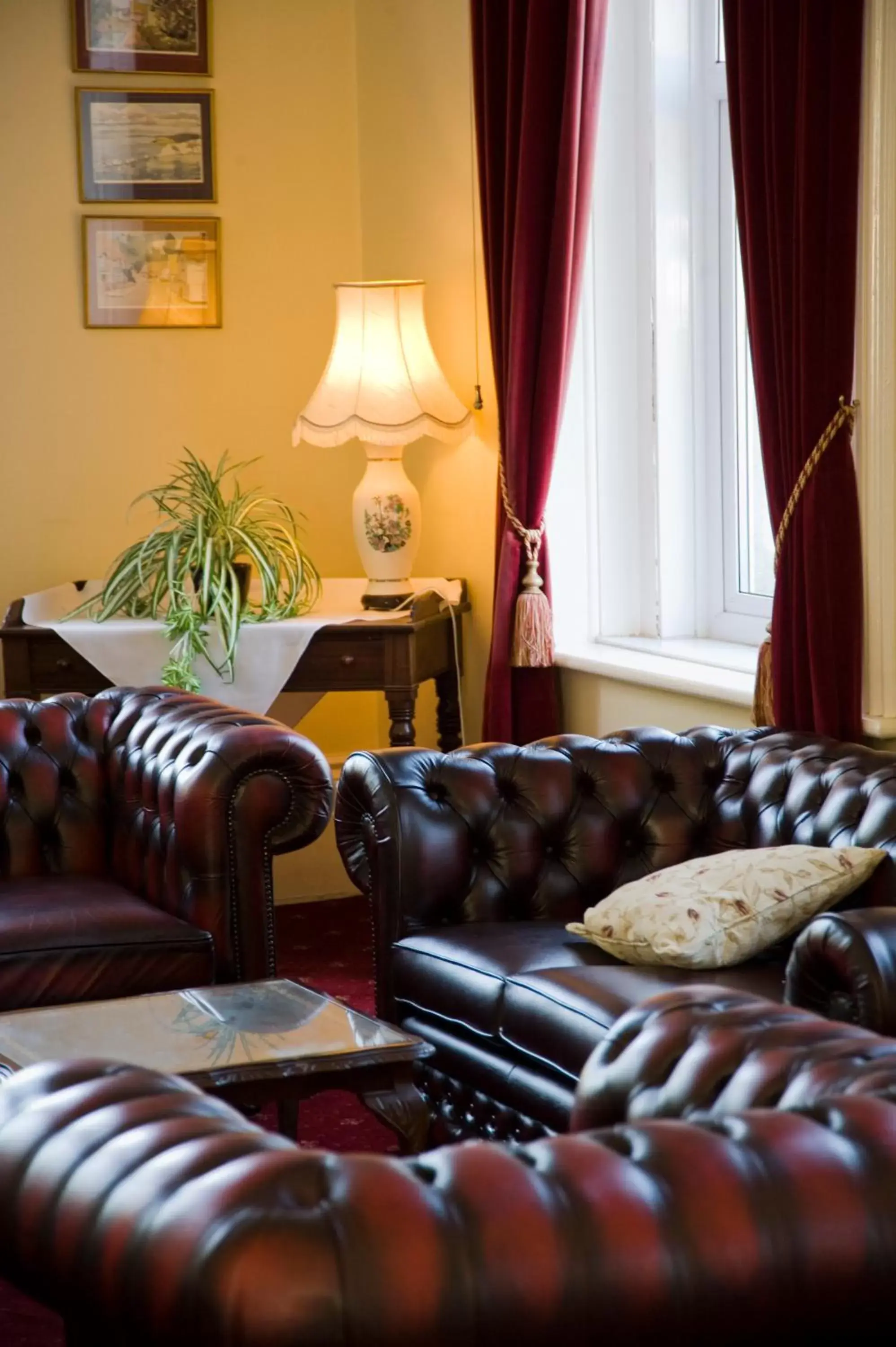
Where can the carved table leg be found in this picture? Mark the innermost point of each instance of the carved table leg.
(402, 704)
(403, 1110)
(448, 710)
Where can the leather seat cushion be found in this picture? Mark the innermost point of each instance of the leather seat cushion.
(537, 990)
(69, 938)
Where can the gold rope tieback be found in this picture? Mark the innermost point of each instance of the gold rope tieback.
(764, 693)
(533, 646)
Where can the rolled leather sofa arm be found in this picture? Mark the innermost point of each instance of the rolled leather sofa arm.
(701, 1050)
(204, 797)
(844, 966)
(149, 1215)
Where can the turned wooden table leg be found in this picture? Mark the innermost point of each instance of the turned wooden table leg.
(403, 1109)
(402, 704)
(448, 713)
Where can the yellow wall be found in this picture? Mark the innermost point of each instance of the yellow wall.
(417, 194)
(595, 705)
(92, 418)
(344, 151)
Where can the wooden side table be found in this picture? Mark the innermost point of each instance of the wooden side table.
(388, 656)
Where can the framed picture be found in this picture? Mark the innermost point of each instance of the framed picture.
(154, 146)
(151, 273)
(157, 37)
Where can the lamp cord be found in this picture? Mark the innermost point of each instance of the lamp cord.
(407, 604)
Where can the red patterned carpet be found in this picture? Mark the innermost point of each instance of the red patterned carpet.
(329, 947)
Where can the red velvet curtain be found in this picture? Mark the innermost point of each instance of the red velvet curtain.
(537, 68)
(794, 81)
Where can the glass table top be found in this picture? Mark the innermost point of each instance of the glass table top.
(204, 1031)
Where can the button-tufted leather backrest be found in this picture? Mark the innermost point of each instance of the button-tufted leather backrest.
(53, 786)
(505, 833)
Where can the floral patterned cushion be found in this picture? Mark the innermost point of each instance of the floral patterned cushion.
(721, 910)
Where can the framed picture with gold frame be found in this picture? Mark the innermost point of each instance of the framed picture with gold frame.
(142, 37)
(150, 145)
(151, 271)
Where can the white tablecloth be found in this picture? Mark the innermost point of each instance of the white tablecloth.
(132, 651)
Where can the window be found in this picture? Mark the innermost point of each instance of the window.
(659, 480)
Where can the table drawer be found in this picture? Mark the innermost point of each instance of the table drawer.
(341, 660)
(57, 669)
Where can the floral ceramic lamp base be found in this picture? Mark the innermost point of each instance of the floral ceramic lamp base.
(386, 511)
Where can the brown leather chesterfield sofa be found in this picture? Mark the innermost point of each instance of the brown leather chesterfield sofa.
(476, 860)
(136, 833)
(151, 1215)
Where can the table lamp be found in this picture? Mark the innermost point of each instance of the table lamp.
(383, 386)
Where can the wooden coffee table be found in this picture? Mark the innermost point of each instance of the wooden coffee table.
(251, 1043)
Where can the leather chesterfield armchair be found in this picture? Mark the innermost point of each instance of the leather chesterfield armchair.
(151, 1215)
(136, 833)
(476, 860)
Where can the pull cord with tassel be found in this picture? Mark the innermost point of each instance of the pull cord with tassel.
(764, 691)
(533, 643)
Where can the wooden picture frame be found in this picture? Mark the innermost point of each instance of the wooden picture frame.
(146, 146)
(142, 37)
(153, 271)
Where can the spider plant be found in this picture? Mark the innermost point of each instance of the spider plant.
(185, 572)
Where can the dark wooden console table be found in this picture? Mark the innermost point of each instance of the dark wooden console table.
(388, 656)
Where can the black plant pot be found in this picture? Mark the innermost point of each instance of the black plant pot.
(243, 574)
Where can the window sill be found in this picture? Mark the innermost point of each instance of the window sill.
(719, 670)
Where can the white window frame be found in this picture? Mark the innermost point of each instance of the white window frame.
(645, 488)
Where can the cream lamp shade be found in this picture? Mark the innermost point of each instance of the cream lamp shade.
(383, 386)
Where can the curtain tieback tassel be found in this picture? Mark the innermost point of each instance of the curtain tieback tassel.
(533, 646)
(764, 691)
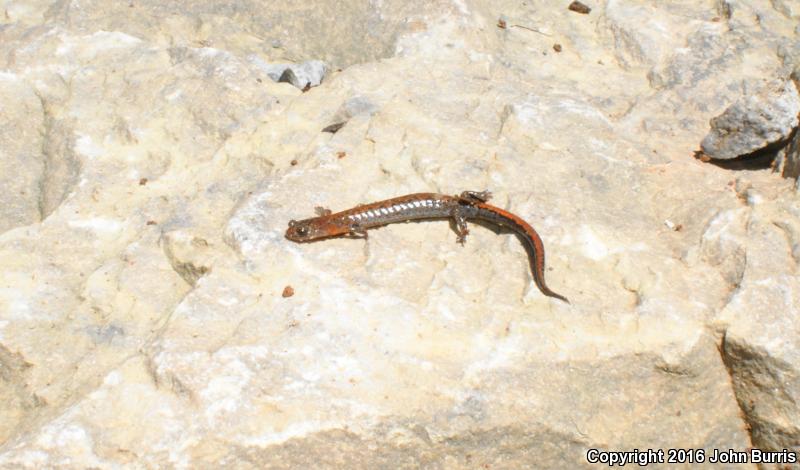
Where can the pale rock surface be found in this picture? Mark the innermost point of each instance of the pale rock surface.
(150, 165)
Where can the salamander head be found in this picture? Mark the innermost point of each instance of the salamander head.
(308, 230)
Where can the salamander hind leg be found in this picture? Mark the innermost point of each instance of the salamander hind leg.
(461, 226)
(475, 196)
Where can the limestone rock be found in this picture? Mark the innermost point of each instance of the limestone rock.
(150, 164)
(754, 122)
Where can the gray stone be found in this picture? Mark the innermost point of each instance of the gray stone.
(754, 122)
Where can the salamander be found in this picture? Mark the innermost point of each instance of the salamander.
(468, 205)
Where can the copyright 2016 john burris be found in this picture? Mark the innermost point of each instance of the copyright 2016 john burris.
(646, 457)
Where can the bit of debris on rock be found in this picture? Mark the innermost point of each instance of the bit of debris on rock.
(579, 7)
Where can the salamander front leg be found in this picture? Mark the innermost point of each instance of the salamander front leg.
(322, 211)
(461, 227)
(475, 196)
(357, 231)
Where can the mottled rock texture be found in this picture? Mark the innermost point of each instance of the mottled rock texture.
(149, 163)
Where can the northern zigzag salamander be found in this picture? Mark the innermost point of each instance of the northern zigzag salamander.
(468, 205)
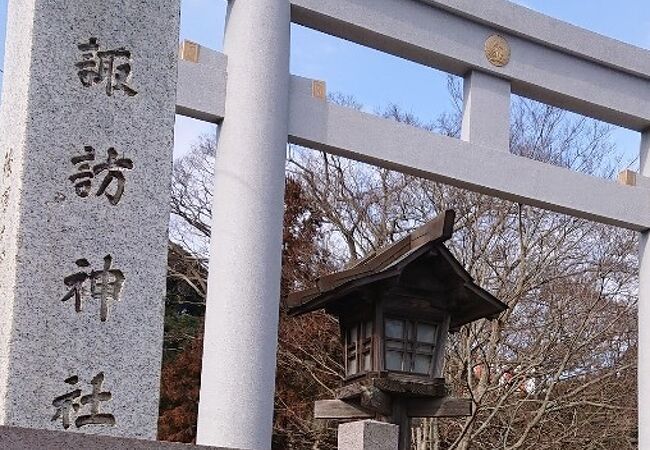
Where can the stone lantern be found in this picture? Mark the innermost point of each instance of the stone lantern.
(396, 308)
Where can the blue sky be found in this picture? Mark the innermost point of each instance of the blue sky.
(375, 79)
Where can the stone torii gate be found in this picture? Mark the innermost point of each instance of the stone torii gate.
(86, 145)
(498, 47)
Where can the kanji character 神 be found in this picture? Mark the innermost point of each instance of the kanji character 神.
(104, 285)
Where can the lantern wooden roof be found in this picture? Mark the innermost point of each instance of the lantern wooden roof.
(419, 262)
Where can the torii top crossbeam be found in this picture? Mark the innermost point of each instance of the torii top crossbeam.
(498, 47)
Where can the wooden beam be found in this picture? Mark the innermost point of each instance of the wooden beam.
(442, 407)
(339, 410)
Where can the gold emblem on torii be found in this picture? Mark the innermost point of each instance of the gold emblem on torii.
(497, 50)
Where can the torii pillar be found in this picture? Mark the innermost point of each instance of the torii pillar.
(643, 366)
(238, 376)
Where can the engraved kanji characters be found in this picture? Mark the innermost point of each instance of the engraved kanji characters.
(114, 168)
(70, 404)
(105, 285)
(66, 404)
(110, 66)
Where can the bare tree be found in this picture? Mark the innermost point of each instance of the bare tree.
(557, 370)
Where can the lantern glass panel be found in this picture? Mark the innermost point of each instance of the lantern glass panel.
(426, 333)
(409, 346)
(358, 348)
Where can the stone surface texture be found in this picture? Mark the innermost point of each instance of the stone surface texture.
(452, 38)
(241, 323)
(486, 111)
(397, 146)
(29, 439)
(644, 310)
(368, 435)
(47, 118)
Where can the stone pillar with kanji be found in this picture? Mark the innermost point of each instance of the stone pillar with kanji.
(87, 120)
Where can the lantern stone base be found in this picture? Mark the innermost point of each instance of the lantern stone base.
(368, 435)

The problem:
Copy all of the records above verbatim, line by line, leaving out the pictures.

Reply:
Where can the carved table leg be found in this picture? Mark the innermost point of each instance of the carved table leg.
(402, 704)
(403, 1110)
(448, 710)
Where can the leather seat cushion be found in this picture? Mark the innermost point of each instance of the leather seat cushion.
(537, 990)
(69, 938)
Where can the gold rope tieback be found in this picture? Mark the innermost point of each instance of the gold rope tieback.
(764, 693)
(533, 646)
Where can the rolled leather sofa arm be found in this picture? Mark the innermost point of each instance of the rolled leather sofa arm.
(701, 1050)
(204, 797)
(844, 966)
(149, 1215)
Where can the turned wooden table leg be found in this picture? Mark the innermost point of each instance of the turned wooden table leg.
(403, 1109)
(402, 704)
(448, 713)
Where can the yellow wall be found in this picture? Mark the innermost point of each instance of the yellow wall.
(417, 194)
(595, 705)
(92, 418)
(344, 151)
Where can the wooden side table be found in this picture? Mark the innermost point of each instance of the wooden side table.
(388, 656)
Where can the framed picture be found in this picture? Mark the innermost point of each instance of the framed picture.
(154, 146)
(151, 273)
(157, 37)
Where can the lamp cord be found in this picture? Mark the innermost point of each instance of the lamp cord.
(407, 604)
Where can the red patterned carpet be found in this picture? Mark the innermost point of each instance of the red patterned carpet.
(329, 947)
Where can the red velvet curtain be found in this picture? Mark the innermost point of each instance of the red velvet curtain.
(537, 68)
(794, 81)
Where can the glass table top be found in this picture? Mark the innermost point of each instance of the glass table top.
(204, 1031)
Where can the button-tufted leather backrest be found in this picture? Mark the innermost point of each instance of the button-tufted leather backrest.
(53, 786)
(505, 833)
Where can the floral patterned cushion be found in this picture? Mark the innermost point of each instance of the floral patterned cushion.
(721, 910)
Where can the framed picture with gold frame be found in this picture? Mark the innermost point of each instance of the framed picture with gold frame.
(142, 37)
(150, 145)
(151, 271)
Where can the white tablecloth be found in this picture? Mark the innermost point of each instance of the white tablecloth.
(132, 651)
Where can the window be found in this picture? Mark the innermost point of each instance of the window.
(659, 480)
Where can the table drawer be found in this picture? Mark the innermost point of each instance of the table drawer.
(341, 660)
(57, 669)
Where can the floral ceramic lamp base be found in this picture? Mark the innermost point of each instance of the floral ceramic lamp base.
(386, 511)
Where can the brown leather chesterfield sofa be found in this picture? Mark the innermost point of each instance of the brown leather chesterfield sofa.
(476, 860)
(136, 833)
(151, 1215)
Where can the table lamp be found in this picture? Mark the innermost point of each instance of the table lamp.
(383, 386)
Where can the wooden coffee table be found in this picture? Mark the innermost point of each instance of the wooden coffee table.
(251, 1043)
Where can the leather chesterfield armchair be found in this picture? Mark the innermost point of each instance of the leather chesterfield armchair.
(151, 1215)
(136, 833)
(476, 860)
Where can the pull cord with tassel be found in this picture? Mark the innermost point of each instance of the pull cord with tassel.
(764, 691)
(533, 643)
Where can the wooden picture frame be found in this picture? Mark the innermost point of each instance of the wooden picture frame.
(146, 146)
(142, 37)
(153, 271)
Where can the spider plant be found in this picture? Mark the innermost point of each instance of the spider plant.
(185, 572)
Where can the dark wooden console table be found in this picture? Mark the innermost point of each instance of the dark wooden console table.
(388, 656)
Where can the black plant pot be found in this picture? Mark the innermost point of each instance of the black plant pot.
(243, 574)
Where can the window sill be found in this picture? Mark the innermost point of each instance of the window sill.
(719, 670)
Where can the white window frame be found in this picture? Mark the innermost point of each instance of the white window frame.
(645, 488)
Where can the cream lamp shade be found in this picture? Mark the innermost point of each instance of the cream lamp shade.
(383, 386)
Where can the curtain tieback tassel be found in this picture? Mark the innermost point of each instance of the curtain tieback tassel.
(533, 646)
(764, 691)
Where can the pale rock surface be found in this picture? Mark the innermost point of each instance of the pale rock surface.
(150, 165)
Where can the salamander head be found in this picture? Mark the innermost point of each instance of the salamander head.
(308, 230)
Where can the salamander hind leg be found in this picture? Mark the innermost point of each instance of the salamander hind leg.
(461, 226)
(475, 196)
Where can the limestone rock be found in this picture? Mark the innermost point of each instance of the limestone rock.
(150, 164)
(754, 122)
Where can the gray stone be found in this picture? Mark the innermost point of each instance of the gray stone.
(754, 122)
Where can the salamander be found in this picture? Mark the innermost point of each instance of the salamander.
(468, 205)
Where can the copyright 2016 john burris be found in this picture? Mark the innermost point of each instance of the copyright 2016 john burris.
(646, 457)
Where can the bit of debris on rock be found in this picture? Mark the innermost point of each instance of the bit of debris on rock.
(579, 7)
Where can the salamander front leg be found in this picture? Mark the innermost point of each instance of the salamander front leg.
(322, 211)
(461, 227)
(475, 196)
(357, 231)
Where can the mottled rock texture be found in this picture? Mark the innermost point of each instance of the mottled rock texture.
(149, 163)
Where can the northern zigzag salamander be found in this picture? Mark the innermost point of each instance of the northern zigzag salamander.
(468, 205)
Where can the stone lantern be found in this picture? Mark the innermost point of each instance of the stone lantern.
(396, 308)
Where can the blue sky be found in this picture? Mark the innermost point of each instance of the blue sky.
(375, 79)
Where can the stone torii gate be found in this picture? Mark the innermost point of each instance of the stone torii gate.
(86, 145)
(498, 47)
Where can the kanji character 神 be found in this picture? Mark the innermost point of each instance of the kanji character 神.
(104, 285)
Where can the lantern wooden roof be found in this picture? Mark the innermost point of each instance of the lantern wooden roof.
(419, 262)
Where can the torii top crossbeam be found in this picture? Mark the innermost point of each instance of the torii top crossbeam.
(498, 47)
Where can the wooden beam be found in this picture? Mark the innermost point of each instance of the wooden beam.
(442, 407)
(339, 410)
Where can the gold emblem on torii be found in this picture? Mark the innermost point of each instance of the gold emblem on torii.
(497, 50)
Where can the torii pillar be found in this picture? Mark the innermost point of each instance of the torii pillar.
(643, 366)
(238, 376)
Where can the engraved kanji characters be found in this picture? Mark the innermost point of each instance of the engraved kanji characters.
(114, 168)
(70, 404)
(105, 285)
(66, 404)
(110, 66)
Where can the bare tree be found in this picture? Mark the innermost point of each instance of the bare tree.
(557, 370)
Where can the lantern glass panel be found in this picture? Mark the innermost point of each instance of the lantern glass panel.
(426, 333)
(409, 346)
(358, 348)
Where can the stone surface texture be found in this picture? Mark the innermost point of each instance of the stone surface texture.
(452, 38)
(241, 323)
(486, 111)
(397, 146)
(29, 439)
(644, 310)
(368, 435)
(47, 118)
Where can the stone pillar with kanji be found in this picture? Mark the innermost point of each instance of the stone pillar with kanji.
(87, 120)
Where can the lantern stone base be found in this picture? Mark the innermost point of each instance of the lantern stone base.
(368, 435)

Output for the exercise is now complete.